= Work to complete =
1. In the text on linear weighted kappa results, which type of membership functions does T2-FIS 03 use for FRPN?
2. Extend the text on linear weighted kappa results from its last sentence.
— Begin Text section —
6.1. Results Considering the Linear Weighted Kappa
Table 14 presents the agreement results between the reference FMECA ranking RPI(SC
5) and the six fuzzy-based configurations (T2-FIS 01 to T2-FIS 06), based on the linear weighted kappa coefficient
κw-lin. This table presents the rankings assigned to each failure mode, the corresponding kappa values, the strength of agreement, the test statistic, and the outcomes of the hypothesis tests.
Triangular membership functions used in this work (
Figure 1), although computationally simple, are not symmetric concerning their peak, nor is the maximum value located at the geometric center of each category. Nevertheless, in T2-FIS 03, their use for Severity appears effective, possibly because Severity is often rated with more consensus among experts, reducing the impact of the membership functions’ asymmetry. The trapezoidal membership functions used for FRPN in this configuration (
Figure 2), while also asymmetric and not centered, providing wider support regions that may have helped in aggregating fuzzy values more smoothly.
— End Text section —
— Begin Records shown —
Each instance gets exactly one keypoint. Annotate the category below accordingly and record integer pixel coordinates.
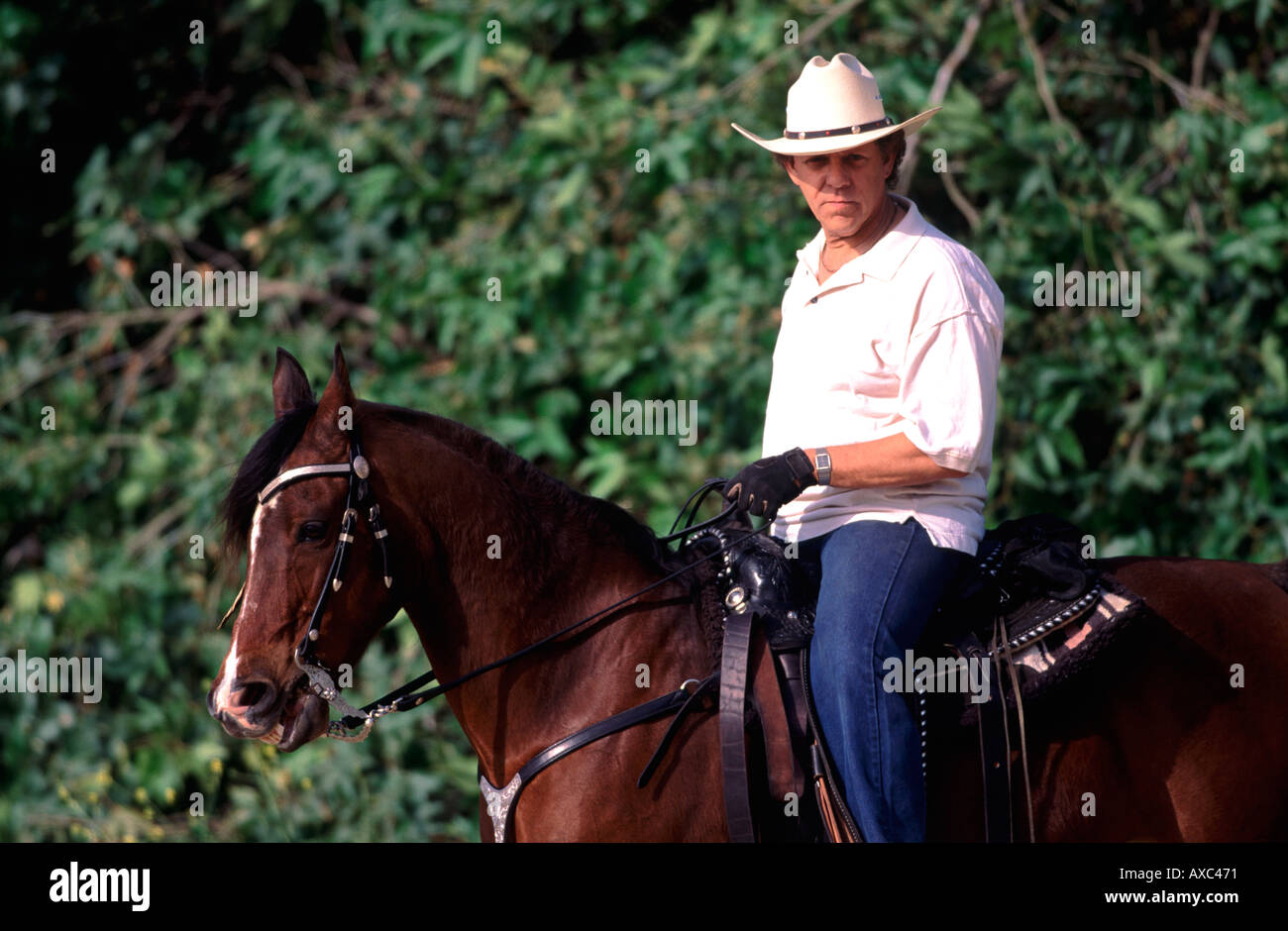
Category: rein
(404, 698)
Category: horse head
(291, 520)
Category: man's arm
(879, 463)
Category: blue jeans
(880, 583)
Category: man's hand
(769, 483)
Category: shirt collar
(881, 260)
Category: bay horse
(1177, 737)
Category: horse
(1176, 738)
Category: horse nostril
(249, 697)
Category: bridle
(404, 698)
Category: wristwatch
(823, 466)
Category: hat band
(841, 130)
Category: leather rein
(406, 697)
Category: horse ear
(338, 394)
(290, 384)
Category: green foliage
(520, 162)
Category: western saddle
(1030, 609)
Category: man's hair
(888, 145)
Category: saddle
(1029, 609)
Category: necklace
(885, 228)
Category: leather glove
(769, 483)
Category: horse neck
(496, 569)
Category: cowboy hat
(833, 106)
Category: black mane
(509, 466)
(265, 462)
(258, 468)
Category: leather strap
— End Records shown —
= Expected responses =
1. Trapezoidal membership functions.

2.
In contrast, configuration T2-FIS 06 produced the lowest agreement (κw-lin = 0.4154), classified as “moderate agreement”. This configuration used a g-bell function for Severity, a triangular function for Occurrence, and trapezoidal functions for both Detection and FRPN. Several factors may contribute to this lower performance. First, the triangular MFs used for Occurrence are asymmetric and exhibit sharp transitions, which may limit their expressiveness in modeling uncertainty due to incomplete failure data, particularly when Occurrence is not based on robust statistics. Second, the trapezoidal MFs used for Detection and FRPN, while offering broader support, can introduce ambiguity near membership transitions, especially if the flat tops are not well aligned with the central values of their respective categories. Such ambiguity may lead to less accurate activation of fuzzy rules and less precise inference outputs.
Intermediate κw-lin values were obtained by configurations T2-FIS 05 with kappa equal to 0.6308 and T2-FIS 04 and T2-FIS 04, both equal to 0.6615. These configurations differ primarily in the combinations of trapezoidal, Gaussian, and g-bell membership functions (MFs) assigned to the input and output variables. For instance, T2-FIS 05 uses trapezoidal MFs for Severity, Gaussian for Occurrence, g-bell for Detection, and trapezoidal for FRPN. The presence of smooth, symmetric MFs (g-bell and Gaussian) in at least one of the subjective inputs (D or O) seems to improve alignment with the reference ranking, though not enough to surpass the performance of T2-FIS 03.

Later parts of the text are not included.